**Text under study:**

# Downside of owning a havanese?



## Eva

Are there any? 
Todd and I were at a feed store yesterday picking up more puppy pads for our foster pups and a lady that works there fell for Todd and started asking questions about him.
I started listing off all of the great Hav qualities and quirks then she asked "Are there any BAD qualities?" 
I have to say I was lost for words...I seriously could not think of a single thing that I would change about him if I had the chance...so I said "nope" and left the store..lol 

So, are there any things that you wish your Hav didn't do?


----------



## pjewel

Well, a general downside for some is the grooming. It requires a lot of time and patience to keep them looking they way the should. For me, I actually enjoy the grooming time (except during coat blowing). It's a relaxing down time for us all.


----------



## Sheri

The only complaint I'd have is that Tucker is so exuberant when meeting people that he won't keep "four on the floor." I really have to work on that, and he's not dependable without me harping on it. I really don't like that part of the Hav, but in everything else I love their exuberance!


----------



## ama0722

I wish my havs groomed themselves and didn't bring in leaves and sticks on its coat after every walk  I also know a few people who have never had toy breeds/companion dogs and may not like that they are your shadow all the time. I think that is an adjustment for people who have had independent breeds. I LOVE it


----------



## maryam187

Hmm, let's see...you don't feel like leaving the house without them, you become this crazy dog person and earn weird looks, regular brushing/clipping, researching on dog food longer than on your own...
I believe the 'down-side' for most people would be their 'clinginess'. Havanese are very affectionate and interact with their humans a lot. I know that that can be too much for some people. I obviously LOVE that about Pablo (who's a pretty independent, yet passionate dog), but people need to be aware that. You can't just leave them for hours (8+) without a human soul. They need their humans a lot.


----------



## Leslie

I'm with Amanda, I'd prefer Tori didn't have such a "magnetic" coat, it picks up _everything_, which only means _more_ grooming :frusty: Other than that, I'm w/you Eva, they're perfect!


----------



## ivyagogo

I just went for a walk with Gryff and his gal pal Maggie the Sheltie from down the street. Gryff was absolutely filthy - I had to wash him in the tub for 10 full minutes and he is still filthy. Maggie will get dried off with a towel and the dirt will just brush out. The grooming is definitely a downside.


----------



## Missy

I think the pros certainly outweigh the cons...but if you want to be honest with this woman...

grooming, harder to house train, twig, leaf, dust magnet, and some really hate to be left alone...oh and some are extremely finicky....oh and you can't HAV just one.


----------



## MopTop Havanese

butt washes!!

**The data:**

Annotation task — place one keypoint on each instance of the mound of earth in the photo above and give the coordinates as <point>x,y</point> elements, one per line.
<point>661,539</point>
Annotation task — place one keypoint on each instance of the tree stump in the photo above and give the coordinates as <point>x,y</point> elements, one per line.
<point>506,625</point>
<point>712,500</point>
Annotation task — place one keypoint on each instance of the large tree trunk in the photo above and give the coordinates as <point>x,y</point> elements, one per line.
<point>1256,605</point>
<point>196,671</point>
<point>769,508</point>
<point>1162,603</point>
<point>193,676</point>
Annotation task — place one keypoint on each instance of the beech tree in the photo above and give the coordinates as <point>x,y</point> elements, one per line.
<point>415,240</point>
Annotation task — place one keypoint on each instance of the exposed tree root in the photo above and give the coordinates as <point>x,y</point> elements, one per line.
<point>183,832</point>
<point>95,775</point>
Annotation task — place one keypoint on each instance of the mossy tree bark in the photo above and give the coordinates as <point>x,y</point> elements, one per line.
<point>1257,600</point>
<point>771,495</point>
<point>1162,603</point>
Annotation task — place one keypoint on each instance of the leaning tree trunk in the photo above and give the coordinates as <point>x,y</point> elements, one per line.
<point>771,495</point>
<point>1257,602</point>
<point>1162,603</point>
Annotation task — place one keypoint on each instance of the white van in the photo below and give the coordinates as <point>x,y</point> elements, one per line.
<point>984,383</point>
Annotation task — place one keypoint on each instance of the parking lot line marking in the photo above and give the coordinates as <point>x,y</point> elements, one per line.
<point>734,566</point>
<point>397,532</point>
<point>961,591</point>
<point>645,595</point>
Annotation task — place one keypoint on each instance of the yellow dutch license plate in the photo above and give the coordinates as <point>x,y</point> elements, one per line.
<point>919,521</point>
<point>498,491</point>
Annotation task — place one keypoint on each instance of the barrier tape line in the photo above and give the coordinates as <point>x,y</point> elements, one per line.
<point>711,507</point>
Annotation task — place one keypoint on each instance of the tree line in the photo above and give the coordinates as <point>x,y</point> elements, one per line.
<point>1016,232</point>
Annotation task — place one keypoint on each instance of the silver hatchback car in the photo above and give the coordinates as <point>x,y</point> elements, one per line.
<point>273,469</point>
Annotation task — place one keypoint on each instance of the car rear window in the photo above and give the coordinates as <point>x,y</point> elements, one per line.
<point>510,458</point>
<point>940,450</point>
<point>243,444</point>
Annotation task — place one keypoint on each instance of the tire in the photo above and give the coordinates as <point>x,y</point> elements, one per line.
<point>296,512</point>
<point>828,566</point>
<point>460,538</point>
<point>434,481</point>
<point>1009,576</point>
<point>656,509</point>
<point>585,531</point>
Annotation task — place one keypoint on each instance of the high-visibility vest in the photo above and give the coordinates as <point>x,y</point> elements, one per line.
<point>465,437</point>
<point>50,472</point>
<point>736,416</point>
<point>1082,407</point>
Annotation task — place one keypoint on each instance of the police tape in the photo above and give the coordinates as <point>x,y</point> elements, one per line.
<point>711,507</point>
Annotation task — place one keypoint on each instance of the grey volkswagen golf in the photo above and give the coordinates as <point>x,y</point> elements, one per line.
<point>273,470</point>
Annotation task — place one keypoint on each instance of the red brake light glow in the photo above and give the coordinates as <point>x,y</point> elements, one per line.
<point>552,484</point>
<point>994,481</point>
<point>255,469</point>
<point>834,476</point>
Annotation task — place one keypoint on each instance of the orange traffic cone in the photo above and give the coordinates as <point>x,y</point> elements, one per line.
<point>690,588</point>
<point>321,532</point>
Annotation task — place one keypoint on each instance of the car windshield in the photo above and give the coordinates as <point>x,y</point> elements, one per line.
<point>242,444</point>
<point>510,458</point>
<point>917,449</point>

**Task brief:** Reproduce the part of the Havanese forum thread between "I think the" and "butt washes!!", inclusive. These records have no connection to the forum thread about the downsides of owning a Havanese.

**Task result:**
I think the pros certainly outweigh the cons...but if you want to be honest with this woman...

grooming, harder to house train, twig, leaf, dust magnet, and some really hate to be left alone...oh and some are extremely finicky....oh and you can't HAV just one.


----------



## MopTop Havanese

butt washes!!